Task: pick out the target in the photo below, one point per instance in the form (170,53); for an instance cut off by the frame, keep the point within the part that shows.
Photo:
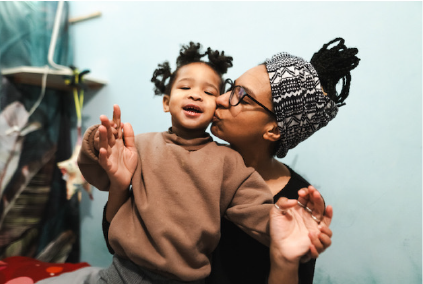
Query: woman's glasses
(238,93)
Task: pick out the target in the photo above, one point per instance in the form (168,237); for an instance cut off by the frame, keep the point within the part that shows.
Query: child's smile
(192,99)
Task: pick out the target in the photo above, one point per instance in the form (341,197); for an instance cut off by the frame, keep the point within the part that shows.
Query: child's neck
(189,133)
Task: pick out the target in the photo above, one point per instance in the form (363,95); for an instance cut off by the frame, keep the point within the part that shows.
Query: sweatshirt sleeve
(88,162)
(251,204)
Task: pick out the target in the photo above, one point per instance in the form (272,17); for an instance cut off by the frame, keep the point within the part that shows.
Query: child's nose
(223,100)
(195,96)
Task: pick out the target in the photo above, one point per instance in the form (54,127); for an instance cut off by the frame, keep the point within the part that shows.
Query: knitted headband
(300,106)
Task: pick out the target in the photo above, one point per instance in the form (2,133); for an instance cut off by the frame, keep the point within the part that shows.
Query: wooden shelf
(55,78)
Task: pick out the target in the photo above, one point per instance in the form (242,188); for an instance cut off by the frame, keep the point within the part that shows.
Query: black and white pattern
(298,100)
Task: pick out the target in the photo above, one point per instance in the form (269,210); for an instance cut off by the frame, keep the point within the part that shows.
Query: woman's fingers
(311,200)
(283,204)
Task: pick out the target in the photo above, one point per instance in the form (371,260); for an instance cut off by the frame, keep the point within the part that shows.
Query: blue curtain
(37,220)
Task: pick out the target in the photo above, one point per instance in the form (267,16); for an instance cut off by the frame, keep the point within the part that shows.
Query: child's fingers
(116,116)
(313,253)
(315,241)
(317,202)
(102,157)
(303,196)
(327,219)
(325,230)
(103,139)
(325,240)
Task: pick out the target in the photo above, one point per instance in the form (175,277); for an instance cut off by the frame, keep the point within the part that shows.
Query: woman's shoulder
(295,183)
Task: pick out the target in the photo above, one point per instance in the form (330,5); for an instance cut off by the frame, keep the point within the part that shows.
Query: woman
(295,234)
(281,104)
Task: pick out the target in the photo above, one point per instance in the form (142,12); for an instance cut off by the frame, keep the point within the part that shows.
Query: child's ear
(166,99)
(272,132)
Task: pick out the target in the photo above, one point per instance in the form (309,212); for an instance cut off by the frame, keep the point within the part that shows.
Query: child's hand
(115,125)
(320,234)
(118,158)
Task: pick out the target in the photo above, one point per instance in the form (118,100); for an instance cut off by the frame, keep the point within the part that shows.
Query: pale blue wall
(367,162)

++++++++

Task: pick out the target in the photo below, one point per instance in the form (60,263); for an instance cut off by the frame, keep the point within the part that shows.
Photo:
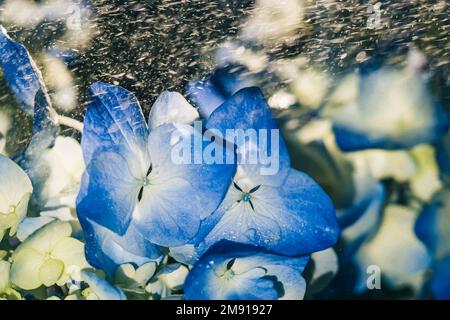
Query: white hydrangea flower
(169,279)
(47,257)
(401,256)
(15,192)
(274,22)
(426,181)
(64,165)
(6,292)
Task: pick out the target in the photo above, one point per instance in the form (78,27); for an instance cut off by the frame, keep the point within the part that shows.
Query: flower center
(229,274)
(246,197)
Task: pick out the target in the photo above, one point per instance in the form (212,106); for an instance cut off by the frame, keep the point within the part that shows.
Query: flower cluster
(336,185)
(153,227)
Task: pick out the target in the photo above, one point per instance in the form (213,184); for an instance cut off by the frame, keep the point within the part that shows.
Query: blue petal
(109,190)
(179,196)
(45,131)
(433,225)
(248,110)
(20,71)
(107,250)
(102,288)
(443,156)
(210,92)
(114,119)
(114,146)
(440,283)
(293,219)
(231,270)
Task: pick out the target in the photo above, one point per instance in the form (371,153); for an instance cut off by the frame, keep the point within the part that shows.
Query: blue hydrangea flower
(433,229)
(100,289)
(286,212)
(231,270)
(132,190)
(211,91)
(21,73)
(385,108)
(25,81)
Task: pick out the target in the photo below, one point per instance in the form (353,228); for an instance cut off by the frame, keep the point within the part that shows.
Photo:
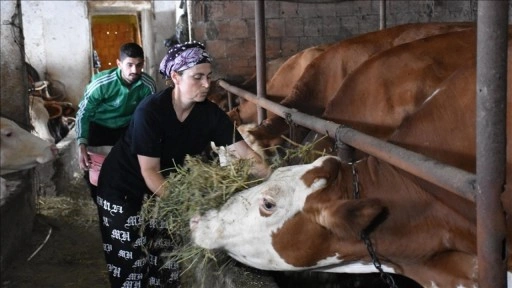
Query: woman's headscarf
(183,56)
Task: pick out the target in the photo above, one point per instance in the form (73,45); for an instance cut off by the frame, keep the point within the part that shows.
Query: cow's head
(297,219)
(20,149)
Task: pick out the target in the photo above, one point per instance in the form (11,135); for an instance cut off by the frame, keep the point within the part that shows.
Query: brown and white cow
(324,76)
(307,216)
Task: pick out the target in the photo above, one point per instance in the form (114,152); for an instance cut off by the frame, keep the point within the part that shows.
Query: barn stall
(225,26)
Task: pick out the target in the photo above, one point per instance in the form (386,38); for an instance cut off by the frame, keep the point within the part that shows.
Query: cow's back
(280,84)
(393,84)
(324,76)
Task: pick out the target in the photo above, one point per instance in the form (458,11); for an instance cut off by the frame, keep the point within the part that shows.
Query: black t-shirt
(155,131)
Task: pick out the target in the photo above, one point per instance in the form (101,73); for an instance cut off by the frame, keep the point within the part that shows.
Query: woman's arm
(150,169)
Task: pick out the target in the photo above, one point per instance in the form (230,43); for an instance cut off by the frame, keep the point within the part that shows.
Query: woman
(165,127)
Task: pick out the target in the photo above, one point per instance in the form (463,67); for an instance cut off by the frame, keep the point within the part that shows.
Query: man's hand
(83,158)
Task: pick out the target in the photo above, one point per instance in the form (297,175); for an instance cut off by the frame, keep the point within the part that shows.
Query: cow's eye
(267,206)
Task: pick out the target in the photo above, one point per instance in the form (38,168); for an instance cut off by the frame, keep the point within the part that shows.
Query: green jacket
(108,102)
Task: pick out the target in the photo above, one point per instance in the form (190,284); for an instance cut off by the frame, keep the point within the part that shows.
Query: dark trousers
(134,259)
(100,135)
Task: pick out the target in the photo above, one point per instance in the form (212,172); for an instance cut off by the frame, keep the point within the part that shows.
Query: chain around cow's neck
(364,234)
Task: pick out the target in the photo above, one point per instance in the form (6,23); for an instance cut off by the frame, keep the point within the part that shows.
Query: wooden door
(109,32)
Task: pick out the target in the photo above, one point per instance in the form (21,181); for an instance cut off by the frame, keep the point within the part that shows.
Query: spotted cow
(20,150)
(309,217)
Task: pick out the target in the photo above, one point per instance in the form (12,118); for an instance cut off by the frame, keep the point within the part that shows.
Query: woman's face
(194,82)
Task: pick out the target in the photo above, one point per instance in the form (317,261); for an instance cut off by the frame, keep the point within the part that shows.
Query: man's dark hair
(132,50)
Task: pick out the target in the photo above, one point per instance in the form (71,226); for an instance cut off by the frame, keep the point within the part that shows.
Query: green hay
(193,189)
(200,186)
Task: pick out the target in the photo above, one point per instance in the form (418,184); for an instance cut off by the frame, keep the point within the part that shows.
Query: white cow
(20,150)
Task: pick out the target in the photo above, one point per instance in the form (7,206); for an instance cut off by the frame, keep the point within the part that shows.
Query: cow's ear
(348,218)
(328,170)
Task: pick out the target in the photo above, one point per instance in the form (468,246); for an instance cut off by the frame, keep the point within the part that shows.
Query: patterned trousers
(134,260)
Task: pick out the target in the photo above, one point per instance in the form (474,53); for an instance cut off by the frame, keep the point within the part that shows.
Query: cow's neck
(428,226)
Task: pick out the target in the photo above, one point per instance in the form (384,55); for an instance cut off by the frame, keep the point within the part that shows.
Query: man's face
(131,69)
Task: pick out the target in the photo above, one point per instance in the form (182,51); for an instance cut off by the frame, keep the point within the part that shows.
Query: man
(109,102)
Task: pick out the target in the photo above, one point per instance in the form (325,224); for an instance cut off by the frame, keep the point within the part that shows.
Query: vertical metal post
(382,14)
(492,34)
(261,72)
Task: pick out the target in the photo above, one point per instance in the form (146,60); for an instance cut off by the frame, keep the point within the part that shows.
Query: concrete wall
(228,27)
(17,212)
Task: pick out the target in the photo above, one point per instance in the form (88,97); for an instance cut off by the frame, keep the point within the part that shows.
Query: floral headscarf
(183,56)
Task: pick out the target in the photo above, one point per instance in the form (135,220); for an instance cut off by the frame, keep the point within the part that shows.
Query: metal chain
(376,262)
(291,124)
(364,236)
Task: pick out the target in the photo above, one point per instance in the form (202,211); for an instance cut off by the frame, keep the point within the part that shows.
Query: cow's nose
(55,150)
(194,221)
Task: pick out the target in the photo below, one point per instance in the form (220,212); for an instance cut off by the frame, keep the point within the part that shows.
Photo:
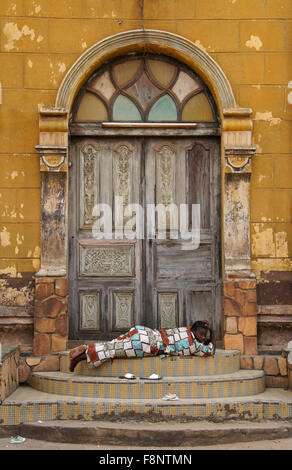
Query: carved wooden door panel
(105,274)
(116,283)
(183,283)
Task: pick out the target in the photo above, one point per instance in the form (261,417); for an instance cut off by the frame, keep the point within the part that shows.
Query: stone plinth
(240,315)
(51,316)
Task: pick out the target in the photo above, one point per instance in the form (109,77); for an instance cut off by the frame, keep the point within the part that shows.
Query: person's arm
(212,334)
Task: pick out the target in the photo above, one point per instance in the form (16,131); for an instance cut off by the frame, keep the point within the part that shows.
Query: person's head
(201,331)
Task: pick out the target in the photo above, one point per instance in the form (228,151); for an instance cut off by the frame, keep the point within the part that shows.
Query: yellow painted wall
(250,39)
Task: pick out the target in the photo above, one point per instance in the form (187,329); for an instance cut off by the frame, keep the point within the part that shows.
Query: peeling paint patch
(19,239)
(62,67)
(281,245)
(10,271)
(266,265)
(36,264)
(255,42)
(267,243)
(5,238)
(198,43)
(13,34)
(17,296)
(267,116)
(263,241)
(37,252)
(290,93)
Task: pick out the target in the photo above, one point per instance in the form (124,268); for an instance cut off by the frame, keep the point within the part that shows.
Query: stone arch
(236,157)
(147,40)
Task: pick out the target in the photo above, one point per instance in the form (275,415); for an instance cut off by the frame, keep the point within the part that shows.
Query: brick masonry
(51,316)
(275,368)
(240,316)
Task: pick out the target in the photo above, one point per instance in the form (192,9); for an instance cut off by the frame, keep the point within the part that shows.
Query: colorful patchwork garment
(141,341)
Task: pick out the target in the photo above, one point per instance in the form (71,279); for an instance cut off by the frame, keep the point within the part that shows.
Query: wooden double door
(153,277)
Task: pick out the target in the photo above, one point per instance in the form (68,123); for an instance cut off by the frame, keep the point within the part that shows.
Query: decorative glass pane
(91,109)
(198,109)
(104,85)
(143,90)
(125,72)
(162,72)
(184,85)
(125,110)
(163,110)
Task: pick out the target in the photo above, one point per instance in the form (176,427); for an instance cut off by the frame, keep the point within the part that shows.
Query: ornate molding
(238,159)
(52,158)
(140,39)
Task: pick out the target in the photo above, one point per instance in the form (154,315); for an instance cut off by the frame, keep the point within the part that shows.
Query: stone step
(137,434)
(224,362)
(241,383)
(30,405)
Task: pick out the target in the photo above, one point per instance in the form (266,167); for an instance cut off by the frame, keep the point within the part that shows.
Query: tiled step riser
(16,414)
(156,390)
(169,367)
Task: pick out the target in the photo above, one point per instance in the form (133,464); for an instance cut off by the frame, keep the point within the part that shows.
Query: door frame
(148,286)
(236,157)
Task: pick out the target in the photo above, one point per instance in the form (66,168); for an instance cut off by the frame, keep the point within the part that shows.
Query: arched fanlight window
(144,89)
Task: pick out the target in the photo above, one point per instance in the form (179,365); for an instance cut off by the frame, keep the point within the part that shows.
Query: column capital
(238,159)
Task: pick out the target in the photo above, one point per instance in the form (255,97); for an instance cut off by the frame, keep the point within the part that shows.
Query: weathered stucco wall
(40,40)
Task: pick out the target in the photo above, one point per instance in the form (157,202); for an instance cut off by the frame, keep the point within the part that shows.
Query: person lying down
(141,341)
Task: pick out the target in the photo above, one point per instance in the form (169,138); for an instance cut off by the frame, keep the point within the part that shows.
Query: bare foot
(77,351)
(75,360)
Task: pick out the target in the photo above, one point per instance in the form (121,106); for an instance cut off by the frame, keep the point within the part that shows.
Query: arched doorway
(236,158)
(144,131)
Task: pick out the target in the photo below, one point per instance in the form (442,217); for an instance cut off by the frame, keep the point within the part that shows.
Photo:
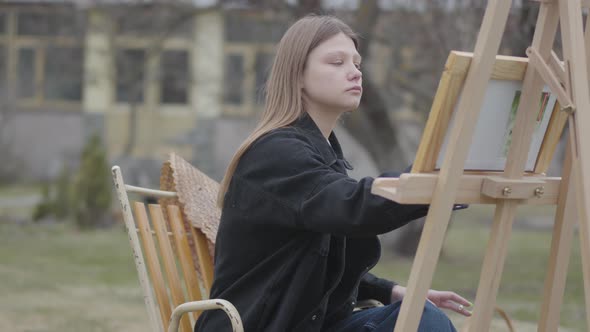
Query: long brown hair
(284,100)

++++++++

* _WRITTEN TASK_
Show every line of the records above that contains the word "stone", copying each line in full.

* _COMPLETED TASK_
Query: stone plinth
Query: stone arch
Query: stone step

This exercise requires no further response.